> _Goal of the exercise_
Print every entry exactly as written and exclude all images.
BEGIN Data under study
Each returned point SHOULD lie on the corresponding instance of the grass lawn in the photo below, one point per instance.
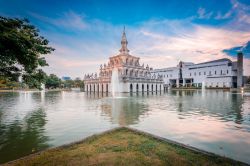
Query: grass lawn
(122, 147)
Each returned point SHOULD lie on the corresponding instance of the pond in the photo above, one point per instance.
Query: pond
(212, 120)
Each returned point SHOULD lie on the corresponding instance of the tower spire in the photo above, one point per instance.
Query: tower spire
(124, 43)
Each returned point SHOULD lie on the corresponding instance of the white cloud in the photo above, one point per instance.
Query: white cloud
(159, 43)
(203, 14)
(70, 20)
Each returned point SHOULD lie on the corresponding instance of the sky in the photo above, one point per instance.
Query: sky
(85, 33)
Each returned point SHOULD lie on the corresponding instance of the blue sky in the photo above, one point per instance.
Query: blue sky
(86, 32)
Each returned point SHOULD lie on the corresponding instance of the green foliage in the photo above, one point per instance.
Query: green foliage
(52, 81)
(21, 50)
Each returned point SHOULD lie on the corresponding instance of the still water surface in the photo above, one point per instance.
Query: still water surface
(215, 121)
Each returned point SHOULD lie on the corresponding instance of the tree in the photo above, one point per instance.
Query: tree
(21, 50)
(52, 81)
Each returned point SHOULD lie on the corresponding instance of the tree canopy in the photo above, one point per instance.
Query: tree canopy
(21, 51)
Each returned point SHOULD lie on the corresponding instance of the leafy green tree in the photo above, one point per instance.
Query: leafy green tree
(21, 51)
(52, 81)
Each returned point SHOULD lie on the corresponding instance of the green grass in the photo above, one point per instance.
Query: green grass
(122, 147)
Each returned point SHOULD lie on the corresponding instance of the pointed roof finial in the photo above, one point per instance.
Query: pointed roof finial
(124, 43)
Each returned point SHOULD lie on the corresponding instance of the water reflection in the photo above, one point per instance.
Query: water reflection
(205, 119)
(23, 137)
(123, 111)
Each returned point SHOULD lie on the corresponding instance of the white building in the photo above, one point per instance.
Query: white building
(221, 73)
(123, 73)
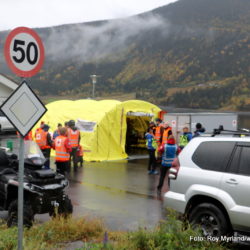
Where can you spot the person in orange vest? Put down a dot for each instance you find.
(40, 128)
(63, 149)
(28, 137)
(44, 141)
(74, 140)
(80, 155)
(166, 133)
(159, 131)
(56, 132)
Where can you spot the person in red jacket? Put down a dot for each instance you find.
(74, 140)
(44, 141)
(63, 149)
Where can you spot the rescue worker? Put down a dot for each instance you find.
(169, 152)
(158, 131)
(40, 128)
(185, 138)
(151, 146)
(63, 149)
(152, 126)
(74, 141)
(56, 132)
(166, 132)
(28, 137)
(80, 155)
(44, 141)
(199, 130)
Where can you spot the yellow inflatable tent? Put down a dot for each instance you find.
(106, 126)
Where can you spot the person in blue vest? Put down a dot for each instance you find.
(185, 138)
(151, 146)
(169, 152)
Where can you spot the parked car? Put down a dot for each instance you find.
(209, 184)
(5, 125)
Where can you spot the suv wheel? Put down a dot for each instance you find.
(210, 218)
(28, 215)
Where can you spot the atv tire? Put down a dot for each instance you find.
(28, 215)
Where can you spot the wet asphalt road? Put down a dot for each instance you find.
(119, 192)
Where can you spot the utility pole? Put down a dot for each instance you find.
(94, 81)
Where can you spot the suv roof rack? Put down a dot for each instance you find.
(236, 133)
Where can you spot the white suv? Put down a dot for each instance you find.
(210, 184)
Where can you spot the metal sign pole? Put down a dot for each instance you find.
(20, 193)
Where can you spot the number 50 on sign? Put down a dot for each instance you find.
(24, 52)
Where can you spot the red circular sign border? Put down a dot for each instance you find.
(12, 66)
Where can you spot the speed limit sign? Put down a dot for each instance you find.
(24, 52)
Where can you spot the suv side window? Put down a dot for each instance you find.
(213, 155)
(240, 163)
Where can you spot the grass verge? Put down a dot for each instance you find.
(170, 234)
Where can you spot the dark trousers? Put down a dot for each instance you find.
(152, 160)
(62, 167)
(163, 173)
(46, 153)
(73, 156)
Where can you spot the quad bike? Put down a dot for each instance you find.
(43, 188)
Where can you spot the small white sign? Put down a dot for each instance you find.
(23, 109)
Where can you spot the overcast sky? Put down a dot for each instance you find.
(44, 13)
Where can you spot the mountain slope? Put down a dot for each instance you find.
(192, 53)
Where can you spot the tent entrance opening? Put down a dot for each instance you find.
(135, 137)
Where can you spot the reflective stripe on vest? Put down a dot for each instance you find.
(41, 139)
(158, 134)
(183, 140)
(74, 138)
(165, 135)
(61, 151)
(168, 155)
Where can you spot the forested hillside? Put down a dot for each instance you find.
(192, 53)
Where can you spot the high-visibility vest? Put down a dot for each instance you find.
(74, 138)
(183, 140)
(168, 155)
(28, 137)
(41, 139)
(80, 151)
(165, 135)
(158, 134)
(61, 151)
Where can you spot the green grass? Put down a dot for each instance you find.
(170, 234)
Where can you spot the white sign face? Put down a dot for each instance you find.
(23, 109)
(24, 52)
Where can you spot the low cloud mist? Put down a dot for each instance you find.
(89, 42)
END Data under study
> _Answer section_
Each returned point SHOULD lie on the corresponding instance of the grass lawn in the photo below, one point per instance.
Query: grass lawn
(122, 147)
Each returned point SHOULD lie on the corresponding instance of the pond in the photo above, one point per instance.
Query: pond
(212, 120)
Each returned point SHOULD lie on the corresponding instance of the tower spire in the photo above, one point per instance.
Query: tower spire
(124, 43)
Each returned point SHOULD lie on the corresponding instance of the white cloud in the photo above, one point per instance.
Query: white cloud
(159, 43)
(203, 14)
(70, 20)
Each returned point SHOULD lie on the corresponding instance of the sky in the photo above, one point per instance.
Query: sky
(85, 33)
Each returned point SHOULD lie on the corresponding instance of the blue sky in the photo above, one point per instance.
Query: blue sky
(86, 32)
Each returned point SHOULD lie on the corresponding instance of the green foliage in the photo above, one point per instance.
Query: green foliage
(52, 81)
(21, 50)
Each returned point SHOULD lie on the corresponding instance of the still water surface in the photo above, one point per instance.
Query: still water surface
(215, 121)
Each returned point SHOULD lie on the corresponding instance of the tree in the photo above, one point per instance.
Query: tree
(21, 50)
(52, 81)
Each returned point SHOULD lie on the corresponding instance of the tree canopy in the photo above, one point per instance.
Query: tree canopy
(21, 51)
Each returned point SHOULD lie on the corresponding instance of the leafy green tree in the photo above, one point per instance.
Query: leafy green tree
(21, 51)
(52, 81)
Each returned point SHOULD lie on the corresponding instance of the green grass in the photo above, one point per instance.
Query: green grass
(122, 147)
Each returned point SHOULD lie on the corresponding instance of the pointed roof finial in the photo above, one point per instance.
Query: pointed roof finial
(124, 43)
Each returned point SHOULD lie on the corresponding instance of the water reflection in the photo above, one point per instance.
Query: water reflection
(205, 119)
(23, 137)
(123, 111)
Each returned point SHOULD lie on the corresponding instance of the white building in the photo above, one point per instance.
Query: white building
(221, 73)
(123, 73)
Where can you spot the person in orange vest? Put down a dot for each instance you find.
(40, 128)
(63, 149)
(28, 137)
(44, 141)
(74, 140)
(80, 155)
(166, 133)
(159, 131)
(56, 132)
Where can you spot the person in red jacket? Put down a dot for each instance you find.
(74, 140)
(44, 141)
(63, 149)
Where can you spot the rescue worker? Put down a dot for each instance you find.
(169, 152)
(158, 131)
(40, 128)
(185, 138)
(151, 146)
(63, 149)
(152, 126)
(74, 141)
(56, 132)
(166, 132)
(28, 137)
(80, 155)
(44, 141)
(199, 130)
Where can you spot the yellow inflatable tent? Put down a dot for each instance you find.
(106, 126)
Where can you spot the person in blue vest? Put down a dot for each instance you find.
(185, 138)
(151, 146)
(169, 152)
Where can you spot the parked car? Put down a dot for each instance you find.
(209, 184)
(5, 125)
Where can you spot the suv wheel? Put down a dot for each instance you find.
(210, 218)
(28, 215)
Where can you spot the atv tire? Put down a dot for each instance you find.
(28, 215)
Where can you spot the wet asphalt road? Put down a dot for each instance you find.
(119, 192)
Where can you spot the utility pole? Put down a dot for each instance you find.
(94, 81)
Where can you spot the suv roof rack? Put down a dot for each instance you find.
(236, 133)
Where can you spot the white suv? Put down a dot for each instance you find.
(210, 184)
Where can you spot the metal sign pole? Put down a dot for each instance you find.
(20, 193)
Where can you spot the number 50 on sign? Put down a dot for each instance you find.
(24, 52)
Where can you spot the red circular sign border? Put down a dot for each instance you find.
(12, 66)
Where can you spot the speed limit sign? Put down a dot for each instance you find.
(24, 52)
Where can you spot the suv side window? Put down a dot for each instance you find.
(213, 155)
(240, 163)
Where can you spot the grass verge? Put down a dot for each instance you find.
(170, 234)
Where can you spot the dark trousers? Put down a dot for each instance you find.
(152, 160)
(62, 167)
(163, 173)
(46, 153)
(73, 156)
Where can you spot the quad bike? Put down a dot for each instance you find.
(43, 188)
Where can you spot the small white sign? Put down a dot for each instance you find.
(23, 109)
Where can you spot the overcast sky? Put down a dot for each instance you find.
(44, 13)
Where can you spot the mountain slope? Put down a dot for each instance you find.
(192, 53)
Where can you spot the tent entrance opening? Put down a dot for each instance you find.
(135, 137)
Where can you spot the reflective stripe on vest? Put down a dot for each instance you find.
(41, 139)
(158, 134)
(183, 140)
(74, 138)
(165, 135)
(61, 151)
(168, 155)
Where can you spot the forested hillside? Put down a dot for each instance you find.
(192, 53)
Where can you spot the high-visibility vest? Put down a dot for each instance you find.
(74, 138)
(183, 140)
(168, 155)
(28, 137)
(41, 139)
(80, 151)
(165, 135)
(158, 134)
(61, 151)
Where can you spot the green grass? Put down a dot for each instance you find.
(170, 234)
Where can you spot the white sign face? Put down a dot for each instance you find.
(23, 109)
(24, 52)
Where can you spot the low cloud mist? Put down a dot for each instance you find.
(89, 42)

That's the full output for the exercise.